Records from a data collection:
^^^^^^^^^^^^^^^^

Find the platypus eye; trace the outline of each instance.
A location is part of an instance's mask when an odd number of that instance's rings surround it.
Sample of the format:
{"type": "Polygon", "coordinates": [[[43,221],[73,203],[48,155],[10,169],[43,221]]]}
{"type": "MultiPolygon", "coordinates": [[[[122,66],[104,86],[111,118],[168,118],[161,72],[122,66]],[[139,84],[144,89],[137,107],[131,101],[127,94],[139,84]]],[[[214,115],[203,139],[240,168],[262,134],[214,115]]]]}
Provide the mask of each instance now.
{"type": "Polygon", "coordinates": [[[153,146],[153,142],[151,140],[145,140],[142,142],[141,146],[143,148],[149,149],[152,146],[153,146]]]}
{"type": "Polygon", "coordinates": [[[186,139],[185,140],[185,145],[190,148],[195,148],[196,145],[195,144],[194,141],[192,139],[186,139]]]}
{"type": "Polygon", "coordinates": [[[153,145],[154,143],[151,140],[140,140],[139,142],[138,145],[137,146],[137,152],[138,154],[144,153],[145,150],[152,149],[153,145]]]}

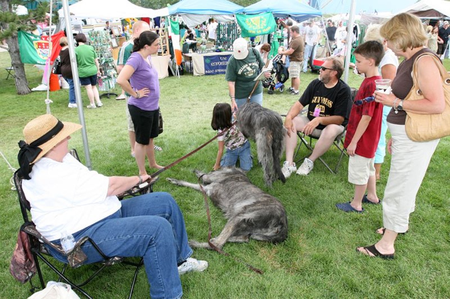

^^^^^^^^^^^^^^^^

What is being asked:
Collect every line of the data above that contains the word "each".

Solution:
Find the platypus eye; trace the outline of each instance.
Provide the mask of each instance now.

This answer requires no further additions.